## Your instructions
Print the records below line for line, with no changes, and leave out the pictures.

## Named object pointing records
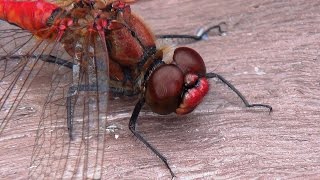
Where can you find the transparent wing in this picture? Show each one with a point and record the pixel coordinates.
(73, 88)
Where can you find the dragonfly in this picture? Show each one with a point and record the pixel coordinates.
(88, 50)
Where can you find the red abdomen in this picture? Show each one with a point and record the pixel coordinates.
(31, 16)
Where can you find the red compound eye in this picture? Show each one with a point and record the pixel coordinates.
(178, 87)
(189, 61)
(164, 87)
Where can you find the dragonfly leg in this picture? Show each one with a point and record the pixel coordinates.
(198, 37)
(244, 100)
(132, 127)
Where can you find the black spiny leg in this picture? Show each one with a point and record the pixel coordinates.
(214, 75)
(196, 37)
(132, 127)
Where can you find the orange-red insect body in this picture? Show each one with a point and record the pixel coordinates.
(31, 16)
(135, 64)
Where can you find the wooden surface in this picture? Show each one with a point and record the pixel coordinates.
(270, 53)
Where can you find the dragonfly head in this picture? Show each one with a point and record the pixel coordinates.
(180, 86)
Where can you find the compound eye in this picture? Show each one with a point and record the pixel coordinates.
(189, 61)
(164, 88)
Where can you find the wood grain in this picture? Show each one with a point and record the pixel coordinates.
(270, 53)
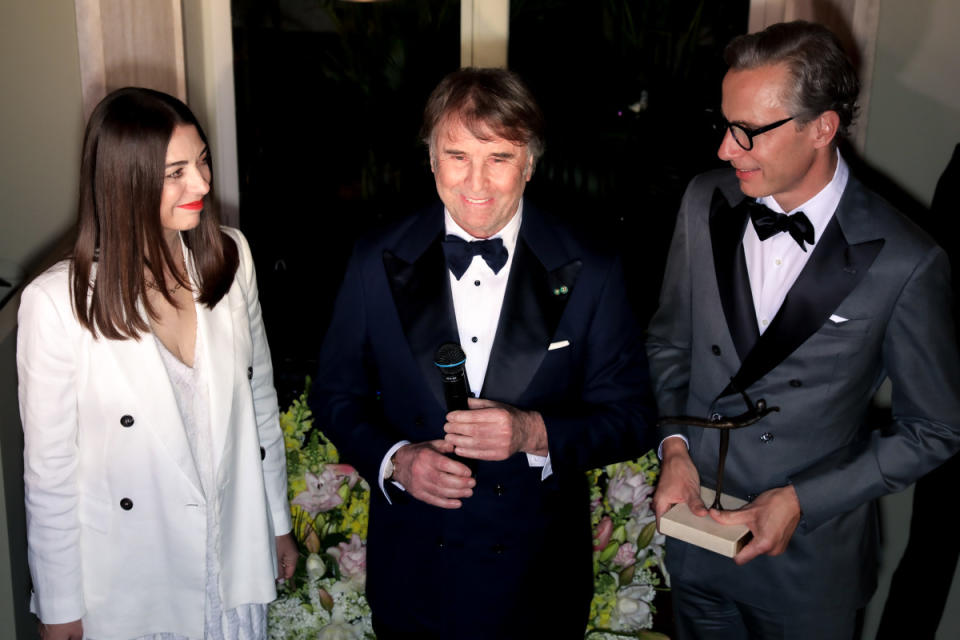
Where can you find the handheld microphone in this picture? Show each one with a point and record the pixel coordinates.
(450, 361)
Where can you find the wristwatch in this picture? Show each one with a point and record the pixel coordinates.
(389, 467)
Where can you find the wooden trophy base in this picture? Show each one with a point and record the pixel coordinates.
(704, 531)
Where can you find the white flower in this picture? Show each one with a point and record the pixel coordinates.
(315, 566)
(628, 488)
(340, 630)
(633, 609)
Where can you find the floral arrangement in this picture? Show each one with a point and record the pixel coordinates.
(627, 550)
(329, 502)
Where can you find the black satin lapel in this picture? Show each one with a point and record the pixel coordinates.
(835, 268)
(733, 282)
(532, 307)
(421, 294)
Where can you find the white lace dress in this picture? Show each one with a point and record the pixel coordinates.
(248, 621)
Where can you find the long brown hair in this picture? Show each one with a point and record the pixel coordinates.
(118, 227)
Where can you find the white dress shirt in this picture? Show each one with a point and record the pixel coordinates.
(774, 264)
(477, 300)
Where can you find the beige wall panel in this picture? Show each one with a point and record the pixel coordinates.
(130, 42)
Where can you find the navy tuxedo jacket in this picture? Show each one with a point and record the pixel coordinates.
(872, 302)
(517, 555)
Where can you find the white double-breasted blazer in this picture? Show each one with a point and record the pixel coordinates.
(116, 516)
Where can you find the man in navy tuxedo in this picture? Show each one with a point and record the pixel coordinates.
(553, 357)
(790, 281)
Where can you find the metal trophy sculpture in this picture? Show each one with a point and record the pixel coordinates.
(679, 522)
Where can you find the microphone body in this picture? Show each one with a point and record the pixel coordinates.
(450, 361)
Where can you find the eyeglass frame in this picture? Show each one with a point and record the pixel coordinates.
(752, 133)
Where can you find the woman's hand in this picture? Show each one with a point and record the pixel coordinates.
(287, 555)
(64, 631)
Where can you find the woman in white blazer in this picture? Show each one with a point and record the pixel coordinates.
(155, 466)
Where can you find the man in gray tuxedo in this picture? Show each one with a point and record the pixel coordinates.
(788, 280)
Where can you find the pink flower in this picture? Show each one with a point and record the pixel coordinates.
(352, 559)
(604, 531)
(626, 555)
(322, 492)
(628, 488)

## Result for this task
Where can you find the transparent wing in this picture? Show each one with a point and record the pixel coordinates.
(73, 88)
Where can you find the dragonfly in this picture? Show each one with a point and record the pixel coordinates.
(88, 50)
Where can you find the red abdomen in this picture? Show each one with a point and record the pixel coordinates.
(31, 16)
Where can you find the red compound eye in this picture? Show each one with a point and record the pixel coordinates.
(178, 87)
(189, 61)
(164, 87)
Where can you find the dragonfly leg in this picture? Show each one with a point and record the pixel coordinates.
(198, 37)
(244, 100)
(132, 127)
Where can you find the black spiny leg in this picture? Show each one with a point and record the pixel coordinates.
(214, 75)
(196, 37)
(132, 127)
Where can you find the orange-red insect body in this picture? Show each one with a point and record the pixel coordinates.
(31, 16)
(135, 64)
Where can you find the wooden surface in this picture? Show each one with a point and record the pixel coordinates.
(270, 53)
Where can you find the dragonfly head in this picture? Show each one with a point and record the pixel coordinates.
(180, 86)
Where can you find the compound eye in this picture? Show each one with a point and record the pixel coordinates.
(189, 61)
(164, 88)
Where can you find the wood grain in this picture? Show each one with a point and record the pixel coordinates.
(270, 53)
Where can you find the handheld microphone in this picture? Show each one with a point and record the pixel coordinates.
(450, 361)
Where can you find the wristwatch in this picture? Show each one with a point and record the pixel coordinates.
(389, 467)
Where can you find the wooden trophy base in this picture? Show each one with a point and record the pixel coordinates.
(704, 531)
Where can you find the white flower in this picture? Show each one with a point and record the pixel coordinates.
(315, 566)
(628, 488)
(340, 630)
(633, 609)
Where can you find the floral arrangement in this picture? Show each one with a point and record the pixel coordinates.
(627, 550)
(329, 502)
Where can you find the black satin lapel in this picture? Show each one with a point and record the pixel coordinates.
(835, 268)
(733, 282)
(532, 307)
(421, 294)
Where can you find the white lace dress in this picture? Show each one with a point and record the pixel coordinates.
(248, 621)
Where can you find the long brown hair in this picture? Show each one with a point and record the pixel coordinates.
(118, 227)
Where can you find the white dress shirt in this picture? Show each one with a point and record the pixel coordinates.
(774, 264)
(477, 300)
Where can you find the beige wall panel in this picture? Show each one with a point and record the pixel coordinates.
(130, 42)
Where can you find the navy tuxedo jacket in this picture? Show each one with a point and record the pixel coordinates.
(872, 302)
(517, 555)
Where can you find the white double-breasted blazer in this picture? Show each one with a point and record the pixel coordinates.
(116, 516)
Where can you find the man in navy tuxedo in this picture? Show each one with a point and record the pixel coordinates.
(553, 357)
(790, 281)
Where can you find the metal trophy sculpture in this picture? Show each one with a point and record the pixel coordinates.
(679, 522)
Where can you find the microphone body in this picture? Show each one with a point and record the pixel coordinates.
(450, 361)
Where can you find the eyeglass frame in this picture? Show each one with a point and record the pixel coordinates.
(752, 133)
Where can you find the woman's hand in this picture? Show each one with a point and record the pixel coordinates.
(287, 555)
(64, 631)
Where can you find the woman in white blazer in this picture? Show each one with a point and record the pixel coordinates.
(155, 466)
Where can you find the man in gray tuxedo in this picture? Show each one with a point and record the pixel coordinates.
(788, 280)
Where can you find the pink flower in this picture? Show each one with a point and record the pixel coordinates.
(352, 559)
(604, 531)
(626, 555)
(322, 492)
(628, 488)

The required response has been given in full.